> TASK ITEM: Using the records below, locate all lines containing "drooping" and return them.

> SUPPLIED MATERIAL:
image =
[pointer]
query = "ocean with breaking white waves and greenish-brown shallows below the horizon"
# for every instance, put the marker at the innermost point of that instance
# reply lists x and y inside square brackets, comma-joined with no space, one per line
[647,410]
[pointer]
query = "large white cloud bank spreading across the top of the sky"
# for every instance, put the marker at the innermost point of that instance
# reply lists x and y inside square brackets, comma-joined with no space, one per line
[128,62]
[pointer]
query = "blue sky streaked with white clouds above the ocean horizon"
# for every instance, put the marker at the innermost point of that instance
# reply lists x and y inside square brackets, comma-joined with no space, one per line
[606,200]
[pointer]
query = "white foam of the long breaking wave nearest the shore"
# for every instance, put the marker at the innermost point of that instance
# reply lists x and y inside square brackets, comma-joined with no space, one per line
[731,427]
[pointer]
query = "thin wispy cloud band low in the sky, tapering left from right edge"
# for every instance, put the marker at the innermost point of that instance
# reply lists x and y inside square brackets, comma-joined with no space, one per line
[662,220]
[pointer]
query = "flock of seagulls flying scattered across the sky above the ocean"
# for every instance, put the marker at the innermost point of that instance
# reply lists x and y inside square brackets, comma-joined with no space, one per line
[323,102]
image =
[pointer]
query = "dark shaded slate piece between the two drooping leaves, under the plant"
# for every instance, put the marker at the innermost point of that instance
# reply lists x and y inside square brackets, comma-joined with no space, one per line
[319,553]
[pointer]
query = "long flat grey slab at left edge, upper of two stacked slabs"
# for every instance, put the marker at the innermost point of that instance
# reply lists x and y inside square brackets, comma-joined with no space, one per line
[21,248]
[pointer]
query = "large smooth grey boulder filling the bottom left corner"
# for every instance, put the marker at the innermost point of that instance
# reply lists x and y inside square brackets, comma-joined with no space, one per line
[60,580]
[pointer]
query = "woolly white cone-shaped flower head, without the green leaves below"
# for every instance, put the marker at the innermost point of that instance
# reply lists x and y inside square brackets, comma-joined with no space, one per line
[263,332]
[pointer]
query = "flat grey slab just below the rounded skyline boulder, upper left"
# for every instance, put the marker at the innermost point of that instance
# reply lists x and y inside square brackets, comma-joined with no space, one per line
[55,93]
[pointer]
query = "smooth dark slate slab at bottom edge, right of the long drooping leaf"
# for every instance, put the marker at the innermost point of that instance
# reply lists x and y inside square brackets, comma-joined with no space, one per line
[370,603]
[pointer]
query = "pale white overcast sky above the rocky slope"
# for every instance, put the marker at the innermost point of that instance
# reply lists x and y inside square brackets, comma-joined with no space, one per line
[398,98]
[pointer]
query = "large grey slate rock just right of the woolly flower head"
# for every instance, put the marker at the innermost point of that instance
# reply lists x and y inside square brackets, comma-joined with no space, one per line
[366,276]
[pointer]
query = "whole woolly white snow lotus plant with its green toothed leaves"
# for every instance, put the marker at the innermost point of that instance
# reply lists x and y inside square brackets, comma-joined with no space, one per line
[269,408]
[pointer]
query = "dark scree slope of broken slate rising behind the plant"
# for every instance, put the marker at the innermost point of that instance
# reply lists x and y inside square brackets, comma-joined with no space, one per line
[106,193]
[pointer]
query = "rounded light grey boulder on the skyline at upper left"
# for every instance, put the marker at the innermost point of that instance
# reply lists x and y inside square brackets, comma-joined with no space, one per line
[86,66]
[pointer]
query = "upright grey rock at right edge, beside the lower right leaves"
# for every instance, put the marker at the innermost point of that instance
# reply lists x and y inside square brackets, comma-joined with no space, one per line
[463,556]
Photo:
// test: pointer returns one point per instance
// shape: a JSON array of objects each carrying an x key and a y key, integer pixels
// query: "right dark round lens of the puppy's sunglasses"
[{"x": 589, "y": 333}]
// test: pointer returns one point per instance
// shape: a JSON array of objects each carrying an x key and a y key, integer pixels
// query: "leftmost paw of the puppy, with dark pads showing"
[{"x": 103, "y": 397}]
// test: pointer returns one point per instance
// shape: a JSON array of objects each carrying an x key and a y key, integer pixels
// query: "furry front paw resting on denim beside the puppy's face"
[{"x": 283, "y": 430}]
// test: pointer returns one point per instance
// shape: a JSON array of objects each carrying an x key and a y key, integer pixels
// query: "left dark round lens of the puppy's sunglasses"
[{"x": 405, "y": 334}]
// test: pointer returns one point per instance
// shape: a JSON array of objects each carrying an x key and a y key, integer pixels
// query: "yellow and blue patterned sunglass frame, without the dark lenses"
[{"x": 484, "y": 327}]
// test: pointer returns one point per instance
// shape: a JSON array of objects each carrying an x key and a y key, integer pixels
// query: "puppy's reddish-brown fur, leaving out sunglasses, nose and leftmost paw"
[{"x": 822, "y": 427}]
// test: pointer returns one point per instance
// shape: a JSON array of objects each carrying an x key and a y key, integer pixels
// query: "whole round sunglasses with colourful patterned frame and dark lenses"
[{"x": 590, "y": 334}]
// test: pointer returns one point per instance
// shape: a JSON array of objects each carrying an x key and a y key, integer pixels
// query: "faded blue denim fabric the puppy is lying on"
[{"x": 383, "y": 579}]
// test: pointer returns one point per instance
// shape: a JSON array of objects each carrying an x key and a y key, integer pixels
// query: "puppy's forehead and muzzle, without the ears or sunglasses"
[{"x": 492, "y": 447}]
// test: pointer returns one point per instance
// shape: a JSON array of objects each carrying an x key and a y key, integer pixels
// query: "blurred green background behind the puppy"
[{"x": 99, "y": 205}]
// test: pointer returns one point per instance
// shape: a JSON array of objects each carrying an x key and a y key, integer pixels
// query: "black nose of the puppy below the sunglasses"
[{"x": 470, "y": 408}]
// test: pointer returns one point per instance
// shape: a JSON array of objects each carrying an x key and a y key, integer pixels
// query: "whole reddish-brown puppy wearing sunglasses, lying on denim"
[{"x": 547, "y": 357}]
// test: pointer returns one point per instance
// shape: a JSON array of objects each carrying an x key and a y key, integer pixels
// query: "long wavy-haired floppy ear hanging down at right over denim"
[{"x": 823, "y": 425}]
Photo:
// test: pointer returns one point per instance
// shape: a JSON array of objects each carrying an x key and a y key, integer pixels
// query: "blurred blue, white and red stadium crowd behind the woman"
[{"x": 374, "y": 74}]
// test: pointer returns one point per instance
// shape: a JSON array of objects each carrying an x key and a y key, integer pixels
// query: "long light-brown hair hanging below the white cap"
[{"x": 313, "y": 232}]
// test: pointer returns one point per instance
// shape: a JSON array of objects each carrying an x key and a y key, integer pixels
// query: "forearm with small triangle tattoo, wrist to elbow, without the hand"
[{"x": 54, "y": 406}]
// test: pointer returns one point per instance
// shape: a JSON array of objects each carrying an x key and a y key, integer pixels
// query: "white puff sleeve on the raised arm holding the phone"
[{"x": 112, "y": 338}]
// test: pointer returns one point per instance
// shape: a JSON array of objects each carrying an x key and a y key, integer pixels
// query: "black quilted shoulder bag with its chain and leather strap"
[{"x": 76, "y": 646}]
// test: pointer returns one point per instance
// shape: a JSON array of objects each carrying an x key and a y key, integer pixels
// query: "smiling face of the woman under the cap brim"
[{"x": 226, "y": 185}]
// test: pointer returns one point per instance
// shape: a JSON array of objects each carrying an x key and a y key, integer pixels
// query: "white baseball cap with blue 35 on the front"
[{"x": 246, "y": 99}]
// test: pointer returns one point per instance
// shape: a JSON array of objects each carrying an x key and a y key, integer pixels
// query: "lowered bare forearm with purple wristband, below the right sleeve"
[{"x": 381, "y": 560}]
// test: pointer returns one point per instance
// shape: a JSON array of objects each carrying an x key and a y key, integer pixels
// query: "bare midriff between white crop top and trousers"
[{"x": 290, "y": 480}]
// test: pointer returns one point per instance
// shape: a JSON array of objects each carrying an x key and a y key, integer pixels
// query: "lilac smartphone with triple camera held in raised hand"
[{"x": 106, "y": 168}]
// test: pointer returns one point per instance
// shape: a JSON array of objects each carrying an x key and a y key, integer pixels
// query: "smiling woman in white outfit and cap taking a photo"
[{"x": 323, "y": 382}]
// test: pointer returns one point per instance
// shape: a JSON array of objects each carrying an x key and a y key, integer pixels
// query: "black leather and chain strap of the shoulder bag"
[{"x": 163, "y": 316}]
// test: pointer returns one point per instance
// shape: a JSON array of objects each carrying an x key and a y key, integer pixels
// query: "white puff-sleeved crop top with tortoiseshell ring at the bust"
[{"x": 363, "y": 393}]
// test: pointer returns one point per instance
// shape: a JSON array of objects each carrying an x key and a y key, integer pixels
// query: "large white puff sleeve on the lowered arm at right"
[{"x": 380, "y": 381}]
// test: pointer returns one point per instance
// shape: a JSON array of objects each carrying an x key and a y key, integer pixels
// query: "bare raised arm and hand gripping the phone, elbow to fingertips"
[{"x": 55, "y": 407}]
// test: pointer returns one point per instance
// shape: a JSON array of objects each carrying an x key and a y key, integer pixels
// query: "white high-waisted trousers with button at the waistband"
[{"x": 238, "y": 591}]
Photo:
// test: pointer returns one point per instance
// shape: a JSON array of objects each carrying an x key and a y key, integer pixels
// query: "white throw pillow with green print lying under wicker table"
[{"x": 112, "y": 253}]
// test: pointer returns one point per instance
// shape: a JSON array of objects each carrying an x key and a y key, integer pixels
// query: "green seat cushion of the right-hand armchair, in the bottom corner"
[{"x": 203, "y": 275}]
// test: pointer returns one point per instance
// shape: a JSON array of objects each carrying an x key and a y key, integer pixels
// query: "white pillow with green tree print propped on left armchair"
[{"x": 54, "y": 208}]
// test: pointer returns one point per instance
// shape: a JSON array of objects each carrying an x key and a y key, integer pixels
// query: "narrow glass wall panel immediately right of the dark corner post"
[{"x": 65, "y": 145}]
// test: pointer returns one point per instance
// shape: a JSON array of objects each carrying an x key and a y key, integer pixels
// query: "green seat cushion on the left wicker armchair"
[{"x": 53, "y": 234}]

> RESPONSE TO THIS EXERCISE:
query = "dark shaded slate piece between the two drooping leaves, under the plant"
query = "smooth dark slate slab at bottom edge, right of the long drooping leaf"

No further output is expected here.